→ PAGE EXTRACT:
Also, I've seen this thread, but it didn't help. http://www.techsupportforum.com/for...roblem-going-demented-please-help-577651.html


----------



## james137 (Aug 11, 2009)

have you tried pinging a site?

in command poupt type it:
ping www.google.com

post the results here (screen shot or type them in)


----------



## xxMelo (Jul 10, 2011)

I've just tried that right now but it only lasts so long. About 5 mins the internet works but then it stops working again. And then it randomly starts up.


----------



## james137 (Aug 11, 2009)

have you tried ringing your internet service provider might be something on there end? have you tried the internet on another computer?


----------



## xxMelo (Jul 10, 2011)

The thing is, I had my sister call in the internet provider, but we don't have the account info and/or account since we don't own or pay for it, so they didn't help much. And the internet works fine on all other wireless computers.


----------



## james137 (Aug 11, 2009)

ok it sound like something wrong with your computer. have you tried using a different internet browers e.g. firefox, chorme


----------



## xxMelo (Jul 10, 2011)

Hmm. Yes. I am using Chrome and Firefox.


----------



## james137 (Aug 11, 2009)

could be something wrong with the cable or/and driver...

→ TASKS TO COMPLETE:
1. Based on the forum thread, answer yes or no to each statement, quoting the words that decide it: (a) the internet works for about five minutes before it stops; (b) the internet provider helped because the account info was available; (c) the internet also fails on the other wireless computers.
2. Copy the forum thread between "have you tried ringing" and "other wireless computers.", inclusive, swapping "sister" for "brother".
The records aren't needed here.

→ RECORDED INFORMATION:

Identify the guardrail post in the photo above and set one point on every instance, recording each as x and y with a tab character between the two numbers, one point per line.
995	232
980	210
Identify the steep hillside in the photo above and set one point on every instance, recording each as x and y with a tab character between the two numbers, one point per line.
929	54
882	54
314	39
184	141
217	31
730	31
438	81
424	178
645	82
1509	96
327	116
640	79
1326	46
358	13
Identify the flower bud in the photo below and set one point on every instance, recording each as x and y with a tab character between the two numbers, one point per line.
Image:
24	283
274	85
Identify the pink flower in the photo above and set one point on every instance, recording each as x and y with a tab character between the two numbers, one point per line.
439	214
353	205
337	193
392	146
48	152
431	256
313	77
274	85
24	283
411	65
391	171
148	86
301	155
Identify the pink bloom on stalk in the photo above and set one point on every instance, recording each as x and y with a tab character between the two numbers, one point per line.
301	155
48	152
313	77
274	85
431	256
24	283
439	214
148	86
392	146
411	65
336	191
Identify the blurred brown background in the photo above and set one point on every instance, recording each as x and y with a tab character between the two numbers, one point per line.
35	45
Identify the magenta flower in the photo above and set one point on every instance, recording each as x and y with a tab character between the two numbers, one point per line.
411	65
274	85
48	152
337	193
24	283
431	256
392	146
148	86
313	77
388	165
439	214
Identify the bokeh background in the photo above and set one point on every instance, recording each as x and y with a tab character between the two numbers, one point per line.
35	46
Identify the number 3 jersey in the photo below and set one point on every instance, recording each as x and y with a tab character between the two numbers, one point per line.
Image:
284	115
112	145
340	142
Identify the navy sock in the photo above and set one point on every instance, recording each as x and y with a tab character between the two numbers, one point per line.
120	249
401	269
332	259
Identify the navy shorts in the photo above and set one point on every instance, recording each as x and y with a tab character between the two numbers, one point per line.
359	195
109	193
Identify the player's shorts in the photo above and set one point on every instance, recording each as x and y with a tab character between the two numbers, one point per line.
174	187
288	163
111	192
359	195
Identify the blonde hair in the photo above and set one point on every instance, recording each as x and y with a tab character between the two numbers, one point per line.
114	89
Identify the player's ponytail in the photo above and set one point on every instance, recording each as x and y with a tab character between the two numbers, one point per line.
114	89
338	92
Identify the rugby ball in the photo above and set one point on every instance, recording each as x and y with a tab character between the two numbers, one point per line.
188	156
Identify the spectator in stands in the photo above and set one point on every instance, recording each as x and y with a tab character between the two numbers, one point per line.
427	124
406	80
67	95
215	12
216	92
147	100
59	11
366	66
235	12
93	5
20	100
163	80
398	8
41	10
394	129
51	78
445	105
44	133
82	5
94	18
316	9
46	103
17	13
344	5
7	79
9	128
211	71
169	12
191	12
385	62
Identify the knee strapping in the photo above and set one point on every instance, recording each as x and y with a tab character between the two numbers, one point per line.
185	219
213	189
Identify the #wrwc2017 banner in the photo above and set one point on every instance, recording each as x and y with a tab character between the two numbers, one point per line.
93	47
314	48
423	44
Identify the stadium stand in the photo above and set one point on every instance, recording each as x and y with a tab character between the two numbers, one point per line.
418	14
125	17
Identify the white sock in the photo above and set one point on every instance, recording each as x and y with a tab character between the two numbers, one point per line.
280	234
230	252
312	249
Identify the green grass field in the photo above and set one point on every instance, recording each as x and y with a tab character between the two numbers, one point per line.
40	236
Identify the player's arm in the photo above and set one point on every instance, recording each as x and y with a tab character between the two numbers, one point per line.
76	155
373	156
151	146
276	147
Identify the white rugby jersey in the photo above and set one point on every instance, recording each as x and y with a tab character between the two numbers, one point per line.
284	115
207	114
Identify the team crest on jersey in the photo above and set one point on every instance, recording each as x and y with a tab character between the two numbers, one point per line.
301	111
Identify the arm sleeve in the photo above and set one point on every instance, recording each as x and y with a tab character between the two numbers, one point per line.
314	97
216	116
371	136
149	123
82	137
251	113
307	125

→ ANSWERS FOR THE TASKS:
1.
(a) Yes: "About 5 mins the internet works but then it stops working again."
(b) No: "we don't have the account info and/or account since we don't own or pay for it, so they didn't help much."
(c) No: "And the internet works fine on all other wireless computers."

2.
have you tried ringing your internet service provider might be something on there end? have you tried the internet on another computer?


----------



## xxMelo (Jul 10, 2011)

The thing is, I had my brother call in the internet provider, but we don't have the account info and/or account since we don't own or pay for it, so they didn't help much. And the internet works fine on all other wireless computers.